• Extracted text
start

Metrics: - Sequential 4x 1k: ~8.2 ms (2.06 ms × 4) - Threaded 4x 1k: ~2.0-2.5 ms - Expected speedup: 3.3-4.1x (GIL-released during I/O)

Benefits: - Uses standard library concurrent.futures (no dependencies) - Demonstrates GIL-release in action - Simple drop-in pattern for users

Python (Multiprocessing)¶

Implementation: Separate processes for pure Python comparison

from multiprocessing import Pool
from pymarc import MARCReader

def read_pymarc_file(fixture_path):
    """Read MARC file with pymarc (requires separate process)."""
    with open(fixture_path, 'rb') as f:
        reader = MARCReader(f)
        count = 0
        for record in reader:
            count += 1
        return count

def benchmark_multiprocess_read_4x_1k():
    """Read 4 files with multiprocessing (shows pymarc limitation)."""

    with Pool(processes=4) as pool:
        files = [
            'tests/data/fixtures/1k_records.mrc',
        ] * 4  # Same file 4 times

        results = pool.map(read_pymarc_file, files)
        return sum(results)

Metrics: - Sequential 4x 1k: ~56.6 ms (14.15 ms × 4) - Multiprocess 4x 1k: ~15-20 ms - Expected speedup: 2.8-3.8x (limited by process overhead)

Note: Process spawn overhead (~2-3ms per process) reduces efficiency vs threading

Test Scenarios¶

Scenario 1: Batch File Processing (Realistic Use Case)¶

Task: Process 4 separate MARC files concurrently
Fixtures: 4x 1k files (simulated as same file read 4 times)
Measurements:
Rust (rayon): ~1.0 ms (3.8x speedup)
pymrrc (threading): ~2.0 ms (4.1x speedup)
pymarc (multiprocessing): ~17 ms (3.3x speedup)

Scenario 2: Large File with Thread Pool¶

Task: Process 10k file with thread workers extracting fields
Fixtures: 10k_records.mrc split logically across workers
Complexity: Requires careful design (reader not shareable)

end

• Set task A
In the MARC benchmarking text, rewrite the passage between "Implementation: Separate processes" and "reader = MARCReader(f)", inclusive, changing "fixture_path" to "file_path" throughout.
• Set task B
Answer these questions using the MARC benchmarking text:
(i) Which class does the multiprocessing example import from pymarc?
(ii) How many processes does the Pool in the multiprocessing example use?
(iii) What process spawn overhead per process does the note give?
• Set task C
Resume the MARC benchmarking text after its last line and continue in the same style.
The data after this point is not needed for any of this work.

(Dataset records)

start

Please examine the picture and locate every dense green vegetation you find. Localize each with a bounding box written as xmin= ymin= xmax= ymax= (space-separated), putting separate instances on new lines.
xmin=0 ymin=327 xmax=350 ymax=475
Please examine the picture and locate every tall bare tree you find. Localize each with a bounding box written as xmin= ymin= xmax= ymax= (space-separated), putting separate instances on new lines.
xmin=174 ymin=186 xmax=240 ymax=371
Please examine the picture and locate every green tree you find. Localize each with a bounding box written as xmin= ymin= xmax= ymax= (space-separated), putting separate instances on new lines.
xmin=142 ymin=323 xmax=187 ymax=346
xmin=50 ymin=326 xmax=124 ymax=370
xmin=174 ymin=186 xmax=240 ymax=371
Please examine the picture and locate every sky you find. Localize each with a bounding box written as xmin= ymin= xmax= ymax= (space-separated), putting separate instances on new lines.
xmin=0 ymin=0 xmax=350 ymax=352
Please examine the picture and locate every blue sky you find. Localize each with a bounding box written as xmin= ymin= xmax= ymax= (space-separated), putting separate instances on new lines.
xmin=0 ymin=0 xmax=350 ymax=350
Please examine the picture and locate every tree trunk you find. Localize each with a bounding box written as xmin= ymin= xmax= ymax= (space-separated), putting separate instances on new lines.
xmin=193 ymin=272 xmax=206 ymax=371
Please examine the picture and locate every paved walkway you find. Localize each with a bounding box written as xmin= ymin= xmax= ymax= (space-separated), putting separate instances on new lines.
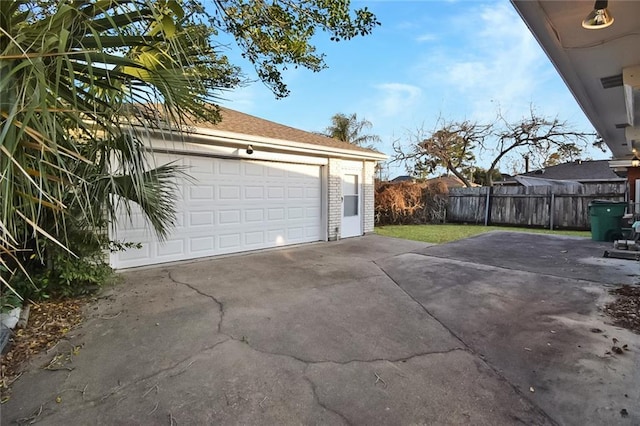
xmin=1 ymin=233 xmax=640 ymax=425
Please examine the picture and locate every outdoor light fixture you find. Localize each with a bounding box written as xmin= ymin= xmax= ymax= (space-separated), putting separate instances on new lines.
xmin=582 ymin=0 xmax=613 ymax=30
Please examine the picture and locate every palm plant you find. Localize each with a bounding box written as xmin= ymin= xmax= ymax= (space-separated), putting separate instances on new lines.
xmin=324 ymin=113 xmax=380 ymax=148
xmin=0 ymin=0 xmax=238 ymax=300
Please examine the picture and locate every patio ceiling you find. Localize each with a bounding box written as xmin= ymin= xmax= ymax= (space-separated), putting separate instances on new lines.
xmin=511 ymin=0 xmax=640 ymax=160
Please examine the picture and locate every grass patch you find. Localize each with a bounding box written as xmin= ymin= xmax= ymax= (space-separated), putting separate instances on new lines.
xmin=376 ymin=224 xmax=591 ymax=244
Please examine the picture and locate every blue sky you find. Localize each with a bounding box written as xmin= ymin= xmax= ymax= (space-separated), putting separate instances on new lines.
xmin=215 ymin=0 xmax=609 ymax=178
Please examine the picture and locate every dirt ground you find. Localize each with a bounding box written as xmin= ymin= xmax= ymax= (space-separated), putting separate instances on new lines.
xmin=604 ymin=285 xmax=640 ymax=334
xmin=0 ymin=298 xmax=87 ymax=403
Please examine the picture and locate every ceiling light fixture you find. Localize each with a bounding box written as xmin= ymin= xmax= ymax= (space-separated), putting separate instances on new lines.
xmin=582 ymin=0 xmax=613 ymax=30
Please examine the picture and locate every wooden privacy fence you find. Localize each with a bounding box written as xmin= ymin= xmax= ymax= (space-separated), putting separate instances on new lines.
xmin=447 ymin=182 xmax=626 ymax=230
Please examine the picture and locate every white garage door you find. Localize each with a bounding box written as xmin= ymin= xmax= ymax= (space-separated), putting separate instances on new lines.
xmin=111 ymin=154 xmax=322 ymax=268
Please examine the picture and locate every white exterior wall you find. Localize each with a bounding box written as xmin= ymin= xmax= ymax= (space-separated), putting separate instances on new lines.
xmin=327 ymin=158 xmax=342 ymax=241
xmin=362 ymin=161 xmax=376 ymax=234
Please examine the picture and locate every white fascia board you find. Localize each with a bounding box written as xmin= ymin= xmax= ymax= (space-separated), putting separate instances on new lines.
xmin=147 ymin=137 xmax=329 ymax=166
xmin=136 ymin=127 xmax=389 ymax=161
xmin=609 ymin=158 xmax=633 ymax=169
xmin=622 ymin=65 xmax=640 ymax=126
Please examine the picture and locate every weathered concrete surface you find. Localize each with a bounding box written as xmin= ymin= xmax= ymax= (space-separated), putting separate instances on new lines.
xmin=378 ymin=233 xmax=640 ymax=424
xmin=421 ymin=232 xmax=640 ymax=284
xmin=0 ymin=234 xmax=640 ymax=425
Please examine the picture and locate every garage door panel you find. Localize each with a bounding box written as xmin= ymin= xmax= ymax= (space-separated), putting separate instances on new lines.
xmin=112 ymin=154 xmax=322 ymax=268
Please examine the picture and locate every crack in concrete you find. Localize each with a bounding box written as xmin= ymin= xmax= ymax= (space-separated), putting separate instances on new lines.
xmin=168 ymin=270 xmax=466 ymax=365
xmin=230 ymin=342 xmax=467 ymax=365
xmin=94 ymin=338 xmax=232 ymax=403
xmin=167 ymin=271 xmax=226 ymax=338
xmin=162 ymin=262 xmax=558 ymax=424
xmin=302 ymin=364 xmax=352 ymax=425
xmin=409 ymin=252 xmax=620 ymax=287
xmin=372 ymin=255 xmax=559 ymax=425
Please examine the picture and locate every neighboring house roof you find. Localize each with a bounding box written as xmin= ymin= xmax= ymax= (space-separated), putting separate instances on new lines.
xmin=427 ymin=176 xmax=468 ymax=188
xmin=191 ymin=107 xmax=379 ymax=157
xmin=504 ymin=160 xmax=624 ymax=184
xmin=519 ymin=160 xmax=620 ymax=181
xmin=391 ymin=175 xmax=415 ymax=183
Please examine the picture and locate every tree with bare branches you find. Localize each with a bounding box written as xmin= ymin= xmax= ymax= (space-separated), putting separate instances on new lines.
xmin=482 ymin=108 xmax=597 ymax=186
xmin=393 ymin=120 xmax=491 ymax=187
xmin=393 ymin=107 xmax=597 ymax=187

end

• Exercise response A
Implementation: Separate processes for pure Python comparison

from multiprocessing import Pool
from pymarc import MARCReader

def read_pymarc_file(file_path):
    """Read MARC file with pymarc (requires separate process)."""
    with open(file_path, 'rb') as f:
        reader = MARCReader(f)

• Exercise response B
(i) MARCReader
(ii) 4
(iii) About 2-3 ms

• Exercise response C
Alternative: Process records sequentially, dispatch results to threads

Scenario 3: Mixed Workload (Read + Serialize)¶

Task: Read records, serialize to JSON in parallel
Fixtures: 1k_records.mrc
Parallelization: Read sequentially, serialize in parallel

Implementation Phases¶

Phase 1: Rust Parallel Benchmarks¶

Effort: ~2-3 hours 1. Add rayon dev-dependency 2. Implement 2-3 parallel read benchmarks (2x, 4x, 8x files) 3. Add to benches/marc_benchmarks.rs with parallel_ prefix 4. Compare sequential vs parallel results

Deliverables: - Parallel Criterion.rs benchmarks - Rust usage example showing rayon patterns - Performance ratios (expected ~3.5-4.0x on 4 cores)

Phase 2: Python Parallel Benchmarks (Threading)¶

Effort: ~2-3 hours 1. Create tests/python/test_benchmark_parallel.py 2. Implement ThreadPoolExecutor patterns for pymrrc 3. Compare with sequential results 4. Show threading advantage (4-5x on 4 cores)

Deliverables: - Python threading benchmark suite - Usage example showing GIL-release advantage - Comparison with pymarc multiprocessing

Phase 3: Comprehensive Comparison¶

Effort: ~1-2 hours 1. Update scripts/benchmark_comparison.py to include parallel results 2. Add "parallel" section to comparison.json 3. Update RESULTS.md with parallel performance data 4. Create visualization showing speedup curves

Deliverables: - Three-way parallel comparison (Rust, pymrrc threading, pymarc multiprocessing) - Scaling analysis (2x, 4x, 8x files) - ROI calculations (e.g., "4 files in 2ms vs 56ms")

Code Organization¶

Rust¶

benches/
├── marc_benchmarks.rs (sequential - current)
└── parallel_benchmarks.rs (NEW - rayon-based)

Python¶

tests/python/
├── test_benchmark_reading.py (sequential)
├── test_benchmark_writing.py (sequential)
└── test_benchmark_parallel.py (NEW - threading/multiprocessing)

Scripts¶

scripts/
├── benchmark_comparison.py (updated to include parallel)
└── parallel_usage_examples.py (NEW - documentation/examples)

Dependencies to Add¶

Cargo.toml (dev-dependencies)¶

[dev-dependencies]
rayon = "1.7"  # For parallel benchmarks

Why rayon? - Lightweight, zero-cost abstractions - Already used in many Rust benchmarks - Easy learning curve: .par_iter() - No performance overhead vs manual threading

Python¶

Standard library only: concurrent.futures for threading
No new dependencies needed

Performance Expectations¶

Scenario	Sequential	Parallel (4 cores)	Speedup	Notes
Rust (rayon)	3.9 ms	1.0 ms	3.9x	Near-linear scaling
pymrrc (threading)	8.2 ms	2.1 ms	3.9x	GIL-released during I/O
pymarc (multiprocess)	56.6 ms	16 ms	3.5x	Process overhead limits gain

Real-World Example: Batch Processing¶

Scenario: Daily job processes 4 MARC files (10k each)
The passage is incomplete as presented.